(Object position labeling entries)
* * *

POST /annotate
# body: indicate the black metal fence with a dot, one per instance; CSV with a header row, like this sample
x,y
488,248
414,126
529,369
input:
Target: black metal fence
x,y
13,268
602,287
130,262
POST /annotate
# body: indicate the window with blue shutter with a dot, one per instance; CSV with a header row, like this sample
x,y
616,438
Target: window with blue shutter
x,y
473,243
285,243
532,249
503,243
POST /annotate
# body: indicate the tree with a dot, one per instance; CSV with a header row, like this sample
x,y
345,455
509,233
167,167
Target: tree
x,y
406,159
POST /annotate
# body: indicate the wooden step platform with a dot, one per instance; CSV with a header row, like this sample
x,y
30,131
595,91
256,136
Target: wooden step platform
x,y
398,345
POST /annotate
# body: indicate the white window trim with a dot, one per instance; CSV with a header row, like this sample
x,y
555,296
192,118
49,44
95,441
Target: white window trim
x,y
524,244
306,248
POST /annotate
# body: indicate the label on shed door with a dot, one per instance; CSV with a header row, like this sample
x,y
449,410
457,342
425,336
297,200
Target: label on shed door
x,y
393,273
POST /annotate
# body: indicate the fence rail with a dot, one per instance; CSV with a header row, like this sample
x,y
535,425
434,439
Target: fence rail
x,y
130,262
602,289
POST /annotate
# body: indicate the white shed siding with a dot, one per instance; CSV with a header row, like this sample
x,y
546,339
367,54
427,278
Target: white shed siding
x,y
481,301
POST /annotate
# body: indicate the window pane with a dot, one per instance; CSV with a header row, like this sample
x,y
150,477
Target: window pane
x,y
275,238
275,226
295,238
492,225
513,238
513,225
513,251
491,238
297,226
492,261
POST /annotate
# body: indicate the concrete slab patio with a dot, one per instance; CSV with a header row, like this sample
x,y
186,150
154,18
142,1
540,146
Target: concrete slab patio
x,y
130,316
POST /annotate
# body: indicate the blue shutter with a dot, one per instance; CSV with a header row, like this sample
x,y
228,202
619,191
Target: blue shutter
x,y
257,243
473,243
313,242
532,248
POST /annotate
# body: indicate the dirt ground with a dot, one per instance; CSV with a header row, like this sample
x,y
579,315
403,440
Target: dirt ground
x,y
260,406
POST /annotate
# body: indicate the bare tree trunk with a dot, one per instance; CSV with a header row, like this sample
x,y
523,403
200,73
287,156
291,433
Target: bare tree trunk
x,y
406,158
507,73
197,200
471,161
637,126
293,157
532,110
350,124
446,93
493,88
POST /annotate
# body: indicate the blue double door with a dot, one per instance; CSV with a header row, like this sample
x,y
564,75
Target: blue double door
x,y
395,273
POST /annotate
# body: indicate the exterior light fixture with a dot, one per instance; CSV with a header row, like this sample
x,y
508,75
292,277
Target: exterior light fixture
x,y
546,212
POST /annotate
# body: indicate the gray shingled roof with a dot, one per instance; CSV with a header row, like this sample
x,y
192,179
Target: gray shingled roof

* * *

Go through the material above line by line and copy it exactly.

POST /annotate
# body: indicate the black metal fence with a dot, one per instance; CSV with a header row, like this sample
x,y
488,248
414,126
529,369
input:
Target: black metal fence
x,y
13,268
602,287
130,262
POST /annotate
# body: indicate the window with blue shutter with a dot, one per instance; CSV with a header row, like this sample
x,y
616,438
Target: window with blue shutter
x,y
473,243
285,243
532,249
503,243
POST /annotate
# body: indicate the tree with a dot, one per instance; CSV with a header row, like this sample
x,y
345,455
509,233
167,167
Target: tree
x,y
406,159
POST /annotate
# body: indicate the wooden step platform with a dot, one per instance; CSV with a header row, like this sample
x,y
30,131
595,91
256,136
Target: wooden step platform
x,y
398,345
POST /annotate
# body: indicate the white window trim with a dot, one per instance; CSV with a header row, like this sample
x,y
555,296
192,118
49,44
95,441
Target: white window trim
x,y
524,244
306,248
POST /annotate
# body: indicate the label on shed door with a dot, one per instance; CSV with a header row, like this sample
x,y
449,410
457,342
425,336
297,200
Target: label on shed door
x,y
393,273
POST /annotate
# body: indicate the fence rail with a dot, one per instance; CSV with a header row, like this sample
x,y
535,425
434,439
Target: fence rail
x,y
130,262
602,289
POST /annotate
# body: indicate the white shed siding with a dot, one per instance; CSV with a header row, like this sample
x,y
546,339
367,54
427,278
Target: white shed siding
x,y
481,301
POST /annotate
# body: indicate the window pane with a dot, one per instance; CSV with a header row, like this sample
x,y
150,477
Target: window pane
x,y
275,238
275,226
295,238
492,225
513,238
513,225
513,251
491,238
297,226
492,261
POST /annotate
# body: indicate the concrete slab patio with a dot, one per instance; CSV with a header row, like this sample
x,y
186,150
154,18
142,1
540,146
Target: concrete slab patio
x,y
130,316
POST /annotate
# body: indicate the blue shutter with a dot, one per instance; CSV with a header row, like this sample
x,y
228,202
619,191
Target: blue shutter
x,y
257,243
473,243
313,242
532,248
POST /annotate
# body: indicate the dirt ground with a dot, one per instance; CSV with a header row, like this sample
x,y
579,315
403,440
Target: dirt ground
x,y
260,406
POST /annotate
# body: indicate the bare tree trunk with a dot, one per instance; CSV with a header row, like this sample
x,y
523,403
200,73
287,156
291,433
Target: bare tree trunk
x,y
406,158
507,73
197,200
471,161
637,126
293,157
532,110
350,124
446,93
493,88
POST /annotate
# body: indicate the blue double door with a dot, one per instance; CSV with a header row, like this sample
x,y
564,75
Target: blue double door
x,y
395,273
POST /annotate
# body: indicate the exterior light fixture with a dot, one per instance; CSV with a header row, like this sample
x,y
508,75
292,277
Target: exterior light fixture
x,y
546,212
POST /annotate
# body: indicate the gray shingled roof with a dot, one per instance; CSV with a header row, like this sample
x,y
192,179
Target: gray shingled roof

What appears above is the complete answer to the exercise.